本文抜粋:
* * * * *
一番目・・・富士山 3,776m (山梨県・静岡県)
二番目・・・北岳 3,193m (山梨県) <南アルプス>
ここまでの話で、「ああ~、2番目は認知されないんだな。1番にならないといけないんだな」と思うでしょう。
ビジネスでは1番を狙うことで、色々な人や案件が集まる効果「ブランド効果」が絶大です。どこかと組むのであれば1番のところが安心という心理も働きます。そのため1番の会社やサービスは、余計に強くなるというサイクルが働きます。
以前の会社でも日本で一番と認知されてから、様々な案件が持ち込まれるようになりました。一番の効果は大きいのです。
ここまでの話で、「富士山は一番だから認知されているのかあ~」という思うかもしれませんが、それだけではありません。
標高を測定する方法は、江戸時代にはなく、正確な標高が分かったのは近代になってから。つまり日本一高い山がどこか分からない時代から、富士山は多くの人にめでられてきました。
富士山からは「1番の効果」以外にも、学ぶべきヒントがたくさんあります。
富士山とiphoneの共通点!?
富士山は昔から、浮世絵や文学に登場してきました。
富士山が多くの人にめでられてきたのは、その美しさにあります。富士山は火山灰がきれいに積もった円錐型の成層火山。世界でも類を見ない、きれいな形をしています。
2番目に高い北岳は、山脈で、形としては変わり映えがしない。他にも似たような形の山が無数にあるからです。富士山のようなきれいな形をした山は他にはほとんどありません。
* * * * *
出典資料:
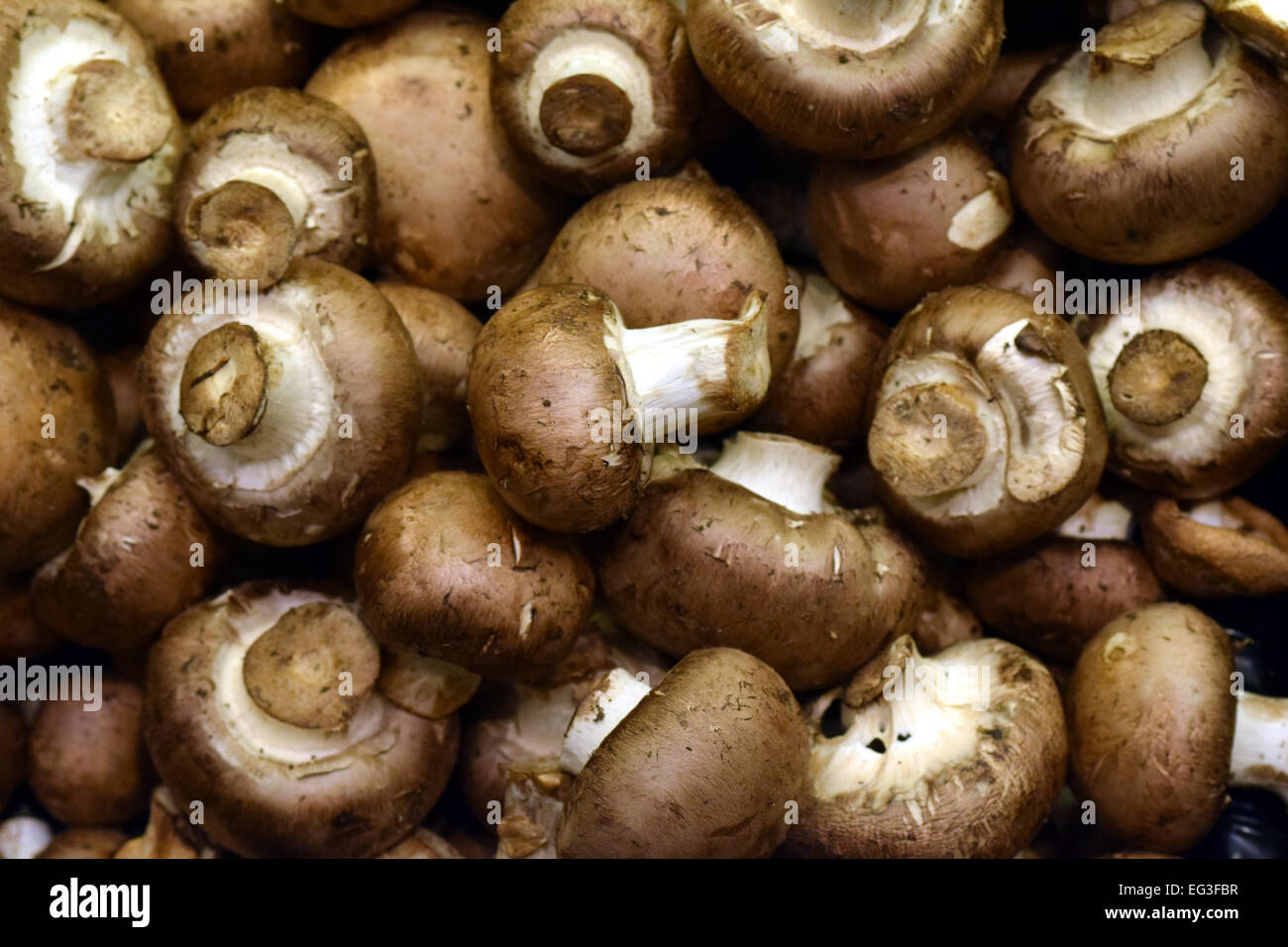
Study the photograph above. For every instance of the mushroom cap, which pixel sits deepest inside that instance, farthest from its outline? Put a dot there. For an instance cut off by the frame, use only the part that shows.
* * * * *
短い課題: 富士山の美しさとブランドについての文章を、最後の文の後から書き継いでください。

結果は以下:
他に無いシンプルな形をしている。美しさそのものと、他に無いという圧倒的な差別化要因があります。これは会社・製品で言う所の「デザインによる差別化」につながります。
圧倒的な認知、シェア、シンプルなデザインで言うと未だに高シェアのiphoneが連想されますね。強いて生かすとすればそぎ落としたデザインの追求の究極系が富士山ということでしょうか。
富士山の立地
ところで、富士山も辺鄙な誰も行かないところにあったとしたらどうでしょうか?
おそらく、今よりも親しまれていないでしょう。
東海道という交通の要衝から見える、昔ビルが林立する前は、江戸・東京という大都市から富士山は見えました。いまだに、東京や関東には「富士見」という地名があちこちにあります。
人口や交通量が多い「大消費地に近い」という意味では、素晴らしい製品も立地が重要であるということのヒントがあるように思います。
分かりやすさ
北アルプスはいったことがある方だと分かりますが、もう、山の近くに行くだけで大変。
富士山はなだらかに山頂まで続いており、実際上ると大変ですが、標高から考えると、比較的登りやすい山と言えるでしょう。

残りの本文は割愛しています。